Data for this task:
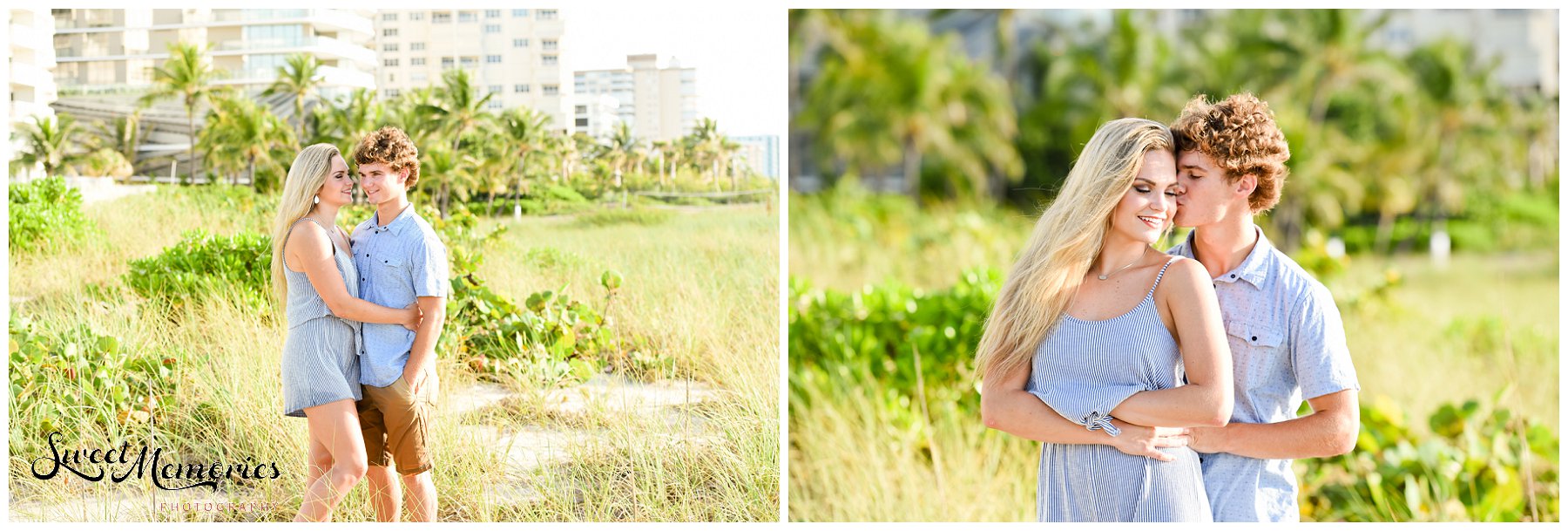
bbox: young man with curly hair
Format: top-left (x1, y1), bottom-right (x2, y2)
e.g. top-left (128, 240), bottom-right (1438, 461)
top-left (1170, 94), bottom-right (1361, 521)
top-left (351, 127), bottom-right (450, 521)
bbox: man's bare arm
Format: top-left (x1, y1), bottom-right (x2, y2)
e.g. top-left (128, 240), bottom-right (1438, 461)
top-left (1188, 390), bottom-right (1361, 459)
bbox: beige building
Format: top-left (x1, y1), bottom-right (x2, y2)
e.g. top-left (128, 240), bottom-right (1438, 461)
top-left (51, 10), bottom-right (375, 98)
top-left (375, 10), bottom-right (572, 131)
top-left (572, 94), bottom-right (621, 139)
top-left (6, 10), bottom-right (55, 178)
top-left (572, 53), bottom-right (698, 141)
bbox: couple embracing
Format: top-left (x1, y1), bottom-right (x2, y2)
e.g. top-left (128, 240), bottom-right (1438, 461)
top-left (977, 94), bottom-right (1360, 521)
top-left (271, 127), bottom-right (449, 521)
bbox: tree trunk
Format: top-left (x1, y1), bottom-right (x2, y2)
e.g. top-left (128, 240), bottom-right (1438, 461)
top-left (180, 106), bottom-right (196, 184)
top-left (903, 137), bottom-right (921, 206)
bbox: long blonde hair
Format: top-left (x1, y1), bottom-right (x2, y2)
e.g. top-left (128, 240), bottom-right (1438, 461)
top-left (273, 143), bottom-right (343, 305)
top-left (976, 118), bottom-right (1174, 377)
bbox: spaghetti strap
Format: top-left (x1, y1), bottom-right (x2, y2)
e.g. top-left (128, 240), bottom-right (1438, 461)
top-left (1143, 256), bottom-right (1180, 298)
top-left (278, 217), bottom-right (337, 274)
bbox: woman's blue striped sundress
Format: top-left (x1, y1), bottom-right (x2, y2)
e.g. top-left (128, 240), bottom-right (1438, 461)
top-left (280, 218), bottom-right (361, 416)
top-left (1027, 261), bottom-right (1213, 521)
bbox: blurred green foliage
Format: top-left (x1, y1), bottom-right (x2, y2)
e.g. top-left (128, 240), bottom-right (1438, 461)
top-left (6, 176), bottom-right (92, 253)
top-left (790, 10), bottom-right (1557, 251)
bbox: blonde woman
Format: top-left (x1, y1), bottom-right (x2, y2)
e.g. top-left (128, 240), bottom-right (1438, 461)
top-left (977, 118), bottom-right (1233, 521)
top-left (273, 143), bottom-right (420, 521)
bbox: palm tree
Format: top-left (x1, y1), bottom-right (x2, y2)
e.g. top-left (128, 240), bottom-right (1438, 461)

The exercise: Recast every line of the entries above as a JSON list of strings, one string per line, leaving out blank lines. Omit the pictures from the list.

Problem solution:
[
  "bbox: young man with curly hair",
  "Format: top-left (x1, y1), bottom-right (x2, y2)",
  "e.g. top-left (128, 240), bottom-right (1438, 461)",
  "top-left (1170, 94), bottom-right (1361, 521)",
  "top-left (351, 127), bottom-right (450, 521)",
  "bbox: man's bare arm",
  "Format: top-left (x1, y1), bottom-right (x2, y2)",
  "e.g. top-left (128, 240), bottom-right (1438, 461)",
  "top-left (1188, 390), bottom-right (1361, 459)",
  "bbox: beige building",
  "Format: top-left (x1, y1), bottom-right (x2, y2)",
  "e.g. top-left (128, 240), bottom-right (1438, 461)",
  "top-left (51, 10), bottom-right (375, 98)",
  "top-left (375, 10), bottom-right (572, 131)",
  "top-left (572, 94), bottom-right (621, 139)",
  "top-left (6, 10), bottom-right (55, 178)",
  "top-left (572, 53), bottom-right (698, 141)",
  "bbox: couple embracing",
  "Format: top-left (x1, y1), bottom-right (x2, y2)",
  "e.g. top-left (128, 240), bottom-right (1438, 461)",
  "top-left (977, 94), bottom-right (1360, 521)",
  "top-left (271, 127), bottom-right (449, 521)",
  "bbox: tree trunk",
  "Format: top-left (x1, y1), bottom-right (x2, y2)",
  "e.g. top-left (128, 240), bottom-right (1438, 461)",
  "top-left (180, 106), bottom-right (196, 184)",
  "top-left (903, 137), bottom-right (921, 206)",
  "bbox: long blonde hair",
  "Format: top-left (x1, y1), bottom-right (x2, y2)",
  "e.g. top-left (128, 240), bottom-right (1438, 461)",
  "top-left (273, 143), bottom-right (343, 305)",
  "top-left (976, 118), bottom-right (1174, 377)",
  "bbox: spaghetti strap",
  "Format: top-left (x1, y1), bottom-right (x2, y2)",
  "e.g. top-left (128, 240), bottom-right (1438, 461)",
  "top-left (1143, 256), bottom-right (1180, 298)",
  "top-left (278, 217), bottom-right (337, 274)",
  "bbox: woman's blue striped sundress",
  "Format: top-left (x1, y1), bottom-right (x2, y2)",
  "e.g. top-left (128, 240), bottom-right (1438, 461)",
  "top-left (280, 218), bottom-right (361, 416)",
  "top-left (1027, 261), bottom-right (1213, 521)",
  "bbox: blurred green foliage",
  "Format: top-left (x1, y1), bottom-right (x2, y2)",
  "e.g. top-left (128, 240), bottom-right (1438, 461)",
  "top-left (6, 176), bottom-right (92, 253)",
  "top-left (790, 10), bottom-right (1557, 251)",
  "bbox: blonde woman",
  "Format: top-left (x1, y1), bottom-right (x2, y2)",
  "e.g. top-left (128, 240), bottom-right (1438, 461)",
  "top-left (977, 118), bottom-right (1233, 521)",
  "top-left (273, 143), bottom-right (420, 521)",
  "bbox: palm tree",
  "Format: top-left (x1, y1), bottom-right (x2, y2)",
  "e.g. top-left (128, 240), bottom-right (1438, 461)"
]